Work to be completed: Each record needs to be echoed exactly; can you do that?

[Point placement records]

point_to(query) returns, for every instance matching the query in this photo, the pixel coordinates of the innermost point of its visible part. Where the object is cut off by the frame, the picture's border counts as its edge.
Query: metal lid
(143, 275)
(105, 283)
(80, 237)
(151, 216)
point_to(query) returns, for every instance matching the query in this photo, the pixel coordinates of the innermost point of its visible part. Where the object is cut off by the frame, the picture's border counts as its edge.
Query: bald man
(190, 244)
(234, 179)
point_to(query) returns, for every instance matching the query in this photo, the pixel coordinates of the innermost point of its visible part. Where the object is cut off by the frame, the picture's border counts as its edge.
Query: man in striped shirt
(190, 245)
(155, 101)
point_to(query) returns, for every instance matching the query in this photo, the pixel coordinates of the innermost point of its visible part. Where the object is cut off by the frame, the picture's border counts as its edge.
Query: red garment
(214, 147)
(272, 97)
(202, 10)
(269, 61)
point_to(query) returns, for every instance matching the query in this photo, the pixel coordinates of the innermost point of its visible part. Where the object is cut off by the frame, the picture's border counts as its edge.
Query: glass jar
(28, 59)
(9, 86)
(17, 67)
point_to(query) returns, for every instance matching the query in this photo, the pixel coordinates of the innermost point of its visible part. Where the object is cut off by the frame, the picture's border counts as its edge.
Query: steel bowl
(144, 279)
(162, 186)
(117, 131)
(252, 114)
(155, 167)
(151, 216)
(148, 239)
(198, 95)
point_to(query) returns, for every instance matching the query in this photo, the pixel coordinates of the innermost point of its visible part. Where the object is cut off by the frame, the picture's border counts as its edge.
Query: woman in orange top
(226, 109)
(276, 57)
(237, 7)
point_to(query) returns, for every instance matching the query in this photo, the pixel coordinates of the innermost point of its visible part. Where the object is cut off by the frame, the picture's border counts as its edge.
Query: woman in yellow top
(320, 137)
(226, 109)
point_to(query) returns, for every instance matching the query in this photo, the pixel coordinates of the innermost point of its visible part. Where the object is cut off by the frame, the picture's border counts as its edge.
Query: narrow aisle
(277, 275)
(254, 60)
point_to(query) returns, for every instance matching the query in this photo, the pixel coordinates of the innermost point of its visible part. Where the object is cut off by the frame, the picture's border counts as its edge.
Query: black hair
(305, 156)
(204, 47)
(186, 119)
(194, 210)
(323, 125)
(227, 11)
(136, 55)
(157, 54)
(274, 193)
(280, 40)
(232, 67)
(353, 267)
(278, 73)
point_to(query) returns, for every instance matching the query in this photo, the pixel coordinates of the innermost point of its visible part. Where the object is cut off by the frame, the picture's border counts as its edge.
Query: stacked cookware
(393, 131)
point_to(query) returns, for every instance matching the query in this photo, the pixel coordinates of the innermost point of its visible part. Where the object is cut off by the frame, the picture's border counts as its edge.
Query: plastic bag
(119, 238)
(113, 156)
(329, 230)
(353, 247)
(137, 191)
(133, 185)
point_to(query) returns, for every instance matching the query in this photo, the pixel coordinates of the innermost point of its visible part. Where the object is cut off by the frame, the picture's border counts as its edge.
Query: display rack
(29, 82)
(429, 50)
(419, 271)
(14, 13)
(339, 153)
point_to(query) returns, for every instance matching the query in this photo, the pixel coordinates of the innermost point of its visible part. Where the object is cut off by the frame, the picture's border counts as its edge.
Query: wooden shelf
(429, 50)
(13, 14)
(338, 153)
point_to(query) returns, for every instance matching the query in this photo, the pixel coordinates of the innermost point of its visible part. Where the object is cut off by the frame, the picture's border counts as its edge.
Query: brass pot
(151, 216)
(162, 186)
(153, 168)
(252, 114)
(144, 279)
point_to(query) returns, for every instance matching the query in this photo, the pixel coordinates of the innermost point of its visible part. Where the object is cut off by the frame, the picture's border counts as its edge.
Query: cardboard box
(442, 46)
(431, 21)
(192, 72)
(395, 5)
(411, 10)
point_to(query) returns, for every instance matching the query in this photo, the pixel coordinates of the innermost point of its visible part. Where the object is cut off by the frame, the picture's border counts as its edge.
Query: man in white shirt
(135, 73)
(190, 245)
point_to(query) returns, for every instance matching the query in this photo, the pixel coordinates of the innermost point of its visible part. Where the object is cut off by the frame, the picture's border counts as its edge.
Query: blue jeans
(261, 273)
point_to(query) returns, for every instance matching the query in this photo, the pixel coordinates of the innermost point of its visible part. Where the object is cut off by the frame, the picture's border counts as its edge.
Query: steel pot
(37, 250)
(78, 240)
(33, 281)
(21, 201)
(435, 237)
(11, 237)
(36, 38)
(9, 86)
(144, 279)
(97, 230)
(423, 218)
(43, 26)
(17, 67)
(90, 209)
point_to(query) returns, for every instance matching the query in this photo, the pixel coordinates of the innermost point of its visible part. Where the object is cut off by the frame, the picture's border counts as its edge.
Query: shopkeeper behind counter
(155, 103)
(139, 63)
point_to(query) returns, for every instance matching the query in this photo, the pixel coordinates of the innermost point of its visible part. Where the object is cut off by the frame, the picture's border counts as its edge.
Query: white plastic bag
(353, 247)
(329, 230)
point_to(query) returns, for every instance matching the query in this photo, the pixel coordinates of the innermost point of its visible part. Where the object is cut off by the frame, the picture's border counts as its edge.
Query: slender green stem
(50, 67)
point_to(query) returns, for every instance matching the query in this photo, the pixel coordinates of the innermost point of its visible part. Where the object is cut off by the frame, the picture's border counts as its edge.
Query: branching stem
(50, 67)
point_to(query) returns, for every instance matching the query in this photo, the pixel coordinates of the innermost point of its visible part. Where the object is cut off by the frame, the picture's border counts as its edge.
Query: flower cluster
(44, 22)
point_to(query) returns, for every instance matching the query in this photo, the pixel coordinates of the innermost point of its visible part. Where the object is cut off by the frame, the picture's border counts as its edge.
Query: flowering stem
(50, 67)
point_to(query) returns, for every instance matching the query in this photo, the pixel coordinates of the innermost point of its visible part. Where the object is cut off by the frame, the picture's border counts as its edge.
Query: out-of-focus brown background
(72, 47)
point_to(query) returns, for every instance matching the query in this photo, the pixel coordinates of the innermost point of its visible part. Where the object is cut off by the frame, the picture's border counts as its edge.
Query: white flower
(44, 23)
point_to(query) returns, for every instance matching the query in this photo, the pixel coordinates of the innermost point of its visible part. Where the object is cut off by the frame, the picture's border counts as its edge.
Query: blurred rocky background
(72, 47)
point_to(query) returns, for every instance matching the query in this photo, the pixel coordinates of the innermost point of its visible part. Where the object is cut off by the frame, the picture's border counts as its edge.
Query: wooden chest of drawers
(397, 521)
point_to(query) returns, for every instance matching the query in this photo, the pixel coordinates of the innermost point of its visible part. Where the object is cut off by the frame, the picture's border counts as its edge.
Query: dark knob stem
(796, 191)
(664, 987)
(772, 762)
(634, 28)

Result of the exercise:
point_to(query) returns, for every instance matching the query in this photo, the pixel coordinates of the innermost point of its visible part. Where the object is cut off by the frame, the picture's border counts as its edge.
Query: metal lid
(143, 275)
(105, 283)
(80, 237)
(151, 216)
point_to(query) returns, for every instance matching the query in this photo, the pixel coordinates of the innermost point of its visible part. Where the object is cut off by the frame, the picture's border counts as its edge.
Query: bald man
(190, 244)
(234, 179)
point_to(query) returns, for every instance matching the query in this photo, the pixel coordinates of the innermost point of its visible part. Where the object is cut off by the frame, the picture's border counts as its edge.
Query: man in striped shirt
(190, 245)
(155, 101)
point_to(query) returns, for every instance matching the query in this photo, the pixel coordinates of the innermost point of its visible part. Where the object is cut off by the frame, the picture's border counts as its edge.
Query: red garment
(214, 147)
(272, 97)
(202, 10)
(269, 61)
point_to(query) returns, for every instance matching the query in this photo, the pixel coordinates of the innermost point of its visible part. Where the object is cut off by the frame, the picture's border counts as its edge.
Query: glass jar
(28, 59)
(9, 86)
(17, 67)
point_to(query) returns, for every instance matching the query in this photo, the pixel coordinates of the innermost point of its visible part. Where the object is cut off by the frame, the picture's border counts as its edge.
Query: steel bowl
(144, 279)
(162, 186)
(117, 131)
(252, 114)
(155, 167)
(151, 216)
(148, 239)
(198, 95)
point_to(query) returns, for every instance matching the query in this photo, the pixel coordinates of the innermost point of its visible part. Where the object is cut off by the frame, the picture's border counts as its edge.
Query: woman in orange top
(226, 109)
(276, 57)
(237, 7)
point_to(query) returns, for every instance matching the query in this photo, the pixel coordinates of the innermost point of its visible part. Where the object is cut off by the frame, the picture's border counts as its edge.
Query: woman in yellow top
(320, 137)
(226, 109)
point_to(query) returns, for every instance matching the query in this photo, the pixel coordinates of the innermost point of its visible part. Where the object is cut off by the frame, the picture's border counts as its edge.
Query: narrow aisle
(277, 275)
(254, 60)
point_to(query) returns, for every instance matching the query in this photo, the pixel coordinates of the innermost point of its visible part. Where the object is cut off by the frame, the picture's border counts as its edge.
Query: black hair
(305, 156)
(204, 47)
(186, 119)
(194, 210)
(323, 125)
(227, 11)
(136, 55)
(157, 54)
(274, 193)
(280, 40)
(232, 67)
(353, 267)
(278, 73)
point_to(query) returns, for every instance matching the query in this photo, the pixel coordinates of the innermost point of its visible part. Where the object is cut off by the frame, the picture's border counts as its edge.
Query: stacked cookware
(393, 131)
point_to(query) returns, for every instance matching the query in this photo, the pixel coordinates of the innermost point of its visible part. Where the object is cut off by the frame, the picture's border counts as its edge.
Query: plastic bag
(119, 238)
(113, 156)
(329, 230)
(353, 247)
(137, 191)
(133, 185)
point_to(query) returns, for every instance matching the query in this photo, the pixel coordinates of the innermost point of its visible part. Where the object is cut off by the frame, the picture's border counts as its edge.
Query: display rack
(29, 82)
(429, 50)
(419, 271)
(14, 13)
(339, 153)
point_to(query) returns, for every instance matching the query in this photo, the pixel coordinates of the innermost point of its visible part. Where the object is cut off by the frame, the picture's border counts as its edge.
Query: wooden shelf
(429, 50)
(13, 14)
(338, 153)
point_to(query) returns, for every instance matching the query in this photo, the pixel coordinates of the innermost point of its visible part. Where the object is cut off by the frame, the picture's border counts as its edge.
Query: brass pot
(151, 216)
(162, 186)
(153, 168)
(252, 114)
(144, 279)
point_to(query) returns, for every instance matching the query in this photo, the pixel coordinates of the innermost point of its visible part. Where the object is cut off by the frame, the picture's border counts as its edge.
Query: cardboard box
(442, 46)
(431, 21)
(192, 72)
(395, 5)
(411, 10)
point_to(query) returns, for every instance matching the query in this photo, the pixel coordinates of the innermost point of its visible part. Where the object is cut off by the frame, the picture's border counts as its edge.
Query: man in white shirt
(135, 73)
(190, 245)
point_to(query) returns, for every instance matching the query in this photo, the pixel coordinates of the innermost point of its visible part. Where the object is cut off by the frame, the picture's border counts as its edge.
Query: blue jeans
(261, 273)
point_to(query) returns, for every instance matching the query in this photo, the pixel coordinates of the innermost point of its visible part. Where the object is cut off by the frame, the picture's border counts as its edge.
Query: steel pot
(37, 250)
(78, 240)
(33, 281)
(21, 201)
(435, 237)
(11, 237)
(36, 38)
(9, 86)
(144, 279)
(97, 230)
(423, 218)
(43, 26)
(17, 67)
(90, 209)
point_to(query) returns, for every instance matching the query in this photo, the pixel coordinates of the innermost point of its visible part. Where the object is cut off by the frame, the picture's border counts as its edge.
Query: shopkeeper behind counter
(155, 103)
(139, 63)
point_to(query) returns, for every instance matching the query in this photo, the pixel coordinates of the innermost point of its visible part. Where the object is cut off by the frame, the picture's border counts as its edge.
Query: white plastic bag
(353, 247)
(329, 230)
point_to(query) returns, for every instance matching the query in this photo, the pixel coordinates of the innermost point of its visible part. Where the object is cut off by the frame, the picture's border counts as its edge.
Query: slender green stem
(50, 67)
point_to(query) returns, for every instance matching the query in this photo, the pixel coordinates of the innermost point of its visible part. Where the object is cut off by the frame, the picture's border counts as its edge.
Query: branching stem
(50, 67)
point_to(query) returns, for every instance matching the query in this photo, the pixel coordinates of the innermost point of its visible part. Where the object is cut off by the frame, the picture's border counts as its edge.
Query: flower cluster
(44, 22)
point_to(query) returns, for every instance matching the query in this photo, the pixel coordinates of the innermost point of its visible part. Where the object is cut off by the frame, the picture's border counts as its edge.
Query: flowering stem
(50, 67)
point_to(query) returns, for every instance matching the query in this photo, the pixel coordinates of the innermost point of its visible part. Where the object is cut off by the frame, the picture's border counts as its edge.
Query: out-of-focus brown background
(72, 47)
point_to(query) returns, for every instance matching the query in this photo, the pixel coordinates of the innermost point of its visible part. Where the object is cut off by the frame, the picture's border counts as its edge.
Query: white flower
(44, 23)
point_to(query) returns, for every instance matching the query in this photo, the pixel coordinates of the innermost point of its visible part. Where the object is cut off by the frame, the picture's border counts as its edge.
Query: blurred rocky background
(72, 47)
point_to(query) returns, for every instance matching the query in this photo, the pixel coordinates of the innermost point of its visible part. Where the object is cut off by the frame, the picture's border counts as its edge.
Query: wooden chest of drawers
(397, 521)
point_to(query) returns, for every instance matching the query in this photo, the pixel coordinates of the innermost point of its visible part. Where the object is cut off by the frame, the picture's border counts as its edge.
Query: dark knob stem
(796, 191)
(664, 987)
(772, 762)
(634, 28)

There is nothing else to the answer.